Pointing dataset records:
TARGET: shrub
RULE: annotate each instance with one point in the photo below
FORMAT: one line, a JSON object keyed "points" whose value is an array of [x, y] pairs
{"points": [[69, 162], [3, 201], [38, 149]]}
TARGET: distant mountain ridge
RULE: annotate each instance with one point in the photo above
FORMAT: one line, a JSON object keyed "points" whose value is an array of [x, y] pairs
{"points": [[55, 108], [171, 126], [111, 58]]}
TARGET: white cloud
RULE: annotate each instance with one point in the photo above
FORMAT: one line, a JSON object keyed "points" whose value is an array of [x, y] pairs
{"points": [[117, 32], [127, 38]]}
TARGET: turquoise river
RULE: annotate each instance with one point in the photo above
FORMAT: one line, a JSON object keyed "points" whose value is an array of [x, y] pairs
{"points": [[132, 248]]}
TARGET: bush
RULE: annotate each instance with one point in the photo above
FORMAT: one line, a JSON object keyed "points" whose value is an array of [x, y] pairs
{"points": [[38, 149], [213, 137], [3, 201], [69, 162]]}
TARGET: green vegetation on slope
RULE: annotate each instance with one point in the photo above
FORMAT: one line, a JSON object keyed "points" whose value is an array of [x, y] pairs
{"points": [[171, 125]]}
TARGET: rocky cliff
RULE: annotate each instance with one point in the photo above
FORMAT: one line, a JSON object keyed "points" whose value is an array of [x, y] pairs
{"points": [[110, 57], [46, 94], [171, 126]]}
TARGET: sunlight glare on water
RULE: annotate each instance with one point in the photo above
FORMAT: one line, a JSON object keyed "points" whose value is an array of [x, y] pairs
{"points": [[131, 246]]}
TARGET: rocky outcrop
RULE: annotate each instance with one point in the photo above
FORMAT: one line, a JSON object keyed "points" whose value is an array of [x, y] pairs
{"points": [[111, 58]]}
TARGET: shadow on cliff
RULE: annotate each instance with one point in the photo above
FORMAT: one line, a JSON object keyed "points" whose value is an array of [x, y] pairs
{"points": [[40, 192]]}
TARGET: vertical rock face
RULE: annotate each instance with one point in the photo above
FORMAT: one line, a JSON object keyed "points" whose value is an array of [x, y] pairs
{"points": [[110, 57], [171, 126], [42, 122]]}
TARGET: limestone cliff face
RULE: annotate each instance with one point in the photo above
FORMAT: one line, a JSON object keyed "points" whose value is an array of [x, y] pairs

Your objective:
Put every line of the records above into a numbered list, omitting blank lines.

Worked answer:
1. TARGET: shrub
2. RULE: annotate each instance with one point in the photo below
3. FORMAT: one line, a JSON object keyed "points" whose value is an array of [x, y] pairs
4. {"points": [[69, 162], [3, 201], [38, 149]]}
5. TARGET: distant mountain ridge
6. RULE: annotate each instance with one point in the photo above
7. FORMAT: one line, a JSON object keyed "points" whose value is an array of [x, y] pairs
8. {"points": [[55, 108], [171, 126], [111, 58]]}
9. TARGET: white cloud
10. RULE: annotate each instance with one point in the photo above
11. FORMAT: one line, a JSON object keyed "points" whose value is an array of [x, y] pairs
12. {"points": [[117, 32], [127, 38]]}
13. TARGET: turquoise river
14. RULE: annotate each instance with one point in the photo above
15. FORMAT: one line, a JSON object keyed "points" whose value is an array of [x, y] pairs
16. {"points": [[132, 248]]}
17. TARGET: bush
18. RULE: annotate each instance with one point in the photo above
19. FORMAT: one line, a JSON object keyed "points" whose value is an array of [x, y] pairs
20. {"points": [[38, 149], [213, 137], [3, 201], [69, 162]]}
21. TARGET: green vegetation on slope
22. RULE: annotate each instance with one point in the photo above
23. FORMAT: one line, a JSON object keyed "points" whose value is an array of [x, y] pairs
24. {"points": [[171, 125]]}
25. TARGET: rocky cliff
26. RULE: annotate each instance with one point in the photo above
27. FORMAT: one line, a JSON object keyed "points" whose value is an array of [x, y] pairs
28. {"points": [[110, 57], [46, 94], [171, 126]]}
29. TARGET: sunlight glare on water
30. RULE: annotate each instance with one point in the photo above
31. FORMAT: one line, a JSON object keyed "points" whose value is an array of [x, y] pairs
32. {"points": [[131, 246]]}
33. TARGET: rocky outcrop
34. RULE: annotate each instance with one point in the photo above
35. FORMAT: one line, a JSON object keyed "points" whose value is an array of [x, y] pairs
36. {"points": [[111, 58]]}
37. TARGET: shadow on cliff
38. RULE: annotate each instance with one point in the photo above
39. FORMAT: one line, a JSON object keyed "points" whose value is an array of [x, y] pairs
40. {"points": [[40, 192]]}
41. TARGET: vertical rock face
42. RULE: annotate each instance with one point in the photo above
43. FORMAT: one line, a JSON object keyed "points" whose value is an array of [x, y] pairs
44. {"points": [[110, 57], [171, 126], [42, 122]]}
45. TARGET: limestone cliff face
46. RULE: annotate each instance with one point in the photo above
47. FORMAT: one line, a JSON object keyed "points" whose value is an array of [x, y] pairs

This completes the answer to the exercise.